[EXERCISE BRIEF] Copy each line below in which the word "golden" occurs.

[EXERCISE DATA]
□ □ □

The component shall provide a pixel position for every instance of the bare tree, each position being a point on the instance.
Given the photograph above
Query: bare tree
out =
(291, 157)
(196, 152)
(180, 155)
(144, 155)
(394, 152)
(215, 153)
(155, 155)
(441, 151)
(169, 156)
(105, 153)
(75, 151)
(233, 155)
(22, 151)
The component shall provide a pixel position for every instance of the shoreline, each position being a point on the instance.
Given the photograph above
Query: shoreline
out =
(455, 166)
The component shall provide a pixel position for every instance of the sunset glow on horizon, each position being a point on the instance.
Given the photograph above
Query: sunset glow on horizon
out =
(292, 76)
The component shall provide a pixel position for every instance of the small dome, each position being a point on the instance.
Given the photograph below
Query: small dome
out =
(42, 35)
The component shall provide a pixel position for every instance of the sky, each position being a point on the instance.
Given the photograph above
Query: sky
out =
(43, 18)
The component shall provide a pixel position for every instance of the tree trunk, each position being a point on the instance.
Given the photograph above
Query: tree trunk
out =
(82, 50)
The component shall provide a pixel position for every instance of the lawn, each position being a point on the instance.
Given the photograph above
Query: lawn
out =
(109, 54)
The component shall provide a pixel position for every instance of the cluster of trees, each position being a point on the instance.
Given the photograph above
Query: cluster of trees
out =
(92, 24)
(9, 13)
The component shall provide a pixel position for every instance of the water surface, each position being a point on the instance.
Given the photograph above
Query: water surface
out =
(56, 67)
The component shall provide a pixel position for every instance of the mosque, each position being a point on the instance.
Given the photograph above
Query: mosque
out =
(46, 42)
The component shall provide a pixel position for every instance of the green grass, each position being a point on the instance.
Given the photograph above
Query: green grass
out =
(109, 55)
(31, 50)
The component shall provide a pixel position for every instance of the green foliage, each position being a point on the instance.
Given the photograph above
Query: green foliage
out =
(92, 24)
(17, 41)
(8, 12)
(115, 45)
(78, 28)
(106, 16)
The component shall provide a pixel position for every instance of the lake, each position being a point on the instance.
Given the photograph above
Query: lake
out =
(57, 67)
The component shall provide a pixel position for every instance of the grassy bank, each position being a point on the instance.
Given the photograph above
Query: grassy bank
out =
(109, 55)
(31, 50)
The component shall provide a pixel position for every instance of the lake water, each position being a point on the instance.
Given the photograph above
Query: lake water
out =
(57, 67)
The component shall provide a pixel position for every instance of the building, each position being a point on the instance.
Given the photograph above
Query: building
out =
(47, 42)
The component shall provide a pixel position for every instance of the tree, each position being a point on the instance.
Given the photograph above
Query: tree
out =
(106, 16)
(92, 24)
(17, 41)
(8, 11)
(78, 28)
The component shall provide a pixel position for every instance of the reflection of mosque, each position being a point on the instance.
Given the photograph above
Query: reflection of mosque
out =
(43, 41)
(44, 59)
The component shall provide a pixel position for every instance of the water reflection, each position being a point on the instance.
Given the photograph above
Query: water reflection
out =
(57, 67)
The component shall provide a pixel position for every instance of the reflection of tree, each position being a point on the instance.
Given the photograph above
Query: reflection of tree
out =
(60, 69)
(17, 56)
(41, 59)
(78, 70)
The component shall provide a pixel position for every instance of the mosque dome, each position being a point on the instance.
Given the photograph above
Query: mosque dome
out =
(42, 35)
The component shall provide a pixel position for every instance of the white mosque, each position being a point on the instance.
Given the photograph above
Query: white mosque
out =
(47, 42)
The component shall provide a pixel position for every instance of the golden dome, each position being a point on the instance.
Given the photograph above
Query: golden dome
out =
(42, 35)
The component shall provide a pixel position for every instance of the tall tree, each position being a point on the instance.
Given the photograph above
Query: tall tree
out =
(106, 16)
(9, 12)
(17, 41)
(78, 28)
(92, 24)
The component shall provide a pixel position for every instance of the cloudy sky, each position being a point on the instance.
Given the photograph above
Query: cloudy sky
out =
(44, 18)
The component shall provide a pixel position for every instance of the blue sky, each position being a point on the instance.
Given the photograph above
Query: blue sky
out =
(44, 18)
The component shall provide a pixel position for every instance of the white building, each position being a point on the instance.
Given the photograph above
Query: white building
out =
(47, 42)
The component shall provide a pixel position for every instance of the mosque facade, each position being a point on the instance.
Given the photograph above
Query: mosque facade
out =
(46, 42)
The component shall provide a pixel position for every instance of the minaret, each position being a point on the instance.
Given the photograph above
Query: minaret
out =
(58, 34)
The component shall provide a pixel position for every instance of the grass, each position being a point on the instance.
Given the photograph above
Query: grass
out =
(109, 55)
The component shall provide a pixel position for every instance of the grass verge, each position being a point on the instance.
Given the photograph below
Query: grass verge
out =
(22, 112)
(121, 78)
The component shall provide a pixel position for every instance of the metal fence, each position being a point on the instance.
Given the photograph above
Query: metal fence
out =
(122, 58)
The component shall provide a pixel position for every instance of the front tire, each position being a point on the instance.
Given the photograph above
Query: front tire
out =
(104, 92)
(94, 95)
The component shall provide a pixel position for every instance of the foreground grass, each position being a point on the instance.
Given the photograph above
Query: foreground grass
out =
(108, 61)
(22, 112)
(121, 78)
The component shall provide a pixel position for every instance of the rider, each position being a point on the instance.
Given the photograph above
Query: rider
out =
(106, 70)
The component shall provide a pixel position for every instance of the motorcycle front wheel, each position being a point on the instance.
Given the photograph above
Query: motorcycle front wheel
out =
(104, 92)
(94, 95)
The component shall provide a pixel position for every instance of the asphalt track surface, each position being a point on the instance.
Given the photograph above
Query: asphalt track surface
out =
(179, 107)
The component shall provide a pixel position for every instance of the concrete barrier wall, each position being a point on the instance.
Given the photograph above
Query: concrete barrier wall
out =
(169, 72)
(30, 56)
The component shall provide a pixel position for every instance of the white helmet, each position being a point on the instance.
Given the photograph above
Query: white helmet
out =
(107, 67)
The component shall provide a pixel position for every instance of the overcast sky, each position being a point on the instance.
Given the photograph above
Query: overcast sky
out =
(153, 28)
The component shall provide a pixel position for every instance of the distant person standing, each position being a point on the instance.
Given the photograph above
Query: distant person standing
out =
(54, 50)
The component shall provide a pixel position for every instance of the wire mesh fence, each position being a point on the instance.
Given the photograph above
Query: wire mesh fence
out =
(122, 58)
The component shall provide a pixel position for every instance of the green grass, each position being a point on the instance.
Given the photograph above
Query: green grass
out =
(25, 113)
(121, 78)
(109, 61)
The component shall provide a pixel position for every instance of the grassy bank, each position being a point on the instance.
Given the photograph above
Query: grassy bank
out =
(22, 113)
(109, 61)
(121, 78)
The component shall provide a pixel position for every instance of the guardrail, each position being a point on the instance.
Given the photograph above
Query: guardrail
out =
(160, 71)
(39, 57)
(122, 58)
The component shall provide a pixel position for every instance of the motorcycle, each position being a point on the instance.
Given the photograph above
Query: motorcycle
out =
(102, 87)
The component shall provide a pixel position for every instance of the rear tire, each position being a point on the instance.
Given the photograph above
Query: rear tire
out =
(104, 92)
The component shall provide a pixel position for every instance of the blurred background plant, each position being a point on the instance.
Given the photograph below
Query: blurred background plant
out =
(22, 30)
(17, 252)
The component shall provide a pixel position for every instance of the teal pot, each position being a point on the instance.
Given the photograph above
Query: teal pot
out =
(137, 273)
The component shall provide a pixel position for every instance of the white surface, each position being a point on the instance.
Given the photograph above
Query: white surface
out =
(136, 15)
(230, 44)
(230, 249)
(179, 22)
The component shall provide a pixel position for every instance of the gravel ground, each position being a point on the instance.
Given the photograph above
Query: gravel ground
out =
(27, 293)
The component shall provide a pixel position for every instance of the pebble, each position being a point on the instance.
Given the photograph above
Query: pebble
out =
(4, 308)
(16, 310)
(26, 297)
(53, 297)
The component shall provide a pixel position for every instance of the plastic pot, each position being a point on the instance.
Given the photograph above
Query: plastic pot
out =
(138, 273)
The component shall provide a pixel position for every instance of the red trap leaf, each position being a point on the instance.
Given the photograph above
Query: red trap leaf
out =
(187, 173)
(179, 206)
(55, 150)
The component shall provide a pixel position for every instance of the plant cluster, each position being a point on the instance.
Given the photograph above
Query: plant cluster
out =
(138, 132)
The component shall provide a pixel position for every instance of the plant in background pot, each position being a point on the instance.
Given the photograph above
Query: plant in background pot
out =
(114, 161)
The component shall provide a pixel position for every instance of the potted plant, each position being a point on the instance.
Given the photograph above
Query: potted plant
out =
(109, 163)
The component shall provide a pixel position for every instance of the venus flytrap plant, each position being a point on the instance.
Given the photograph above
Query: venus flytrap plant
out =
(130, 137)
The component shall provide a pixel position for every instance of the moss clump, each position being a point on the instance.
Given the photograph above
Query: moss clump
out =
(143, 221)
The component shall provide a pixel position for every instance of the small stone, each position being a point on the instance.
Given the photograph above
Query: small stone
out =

□ □ □

[RESPONSE AREA]
The component shall provide a pixel position for every instance of the golden dome, each position being a point on the instance.
Query: golden dome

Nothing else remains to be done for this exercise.